> [Set task] Arrange the records below as a Markdown table with two columns, No. and Line. Give each non-blank line its own numbered row and skip any blank lines.

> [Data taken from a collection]
_____

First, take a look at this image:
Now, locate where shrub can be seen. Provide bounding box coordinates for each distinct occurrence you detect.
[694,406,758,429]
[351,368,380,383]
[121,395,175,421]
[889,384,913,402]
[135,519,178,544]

_____

> [Written answer]
| No. | Line |
|---|---|
| 1 | First, take a look at this image: |
| 2 | Now, locate where shrub can be seen. Provide bounding box coordinates for each distinct occurrence you detect. |
| 3 | [694,406,758,429] |
| 4 | [351,368,380,383] |
| 5 | [121,395,175,421] |
| 6 | [889,384,913,402] |
| 7 | [135,519,178,544] |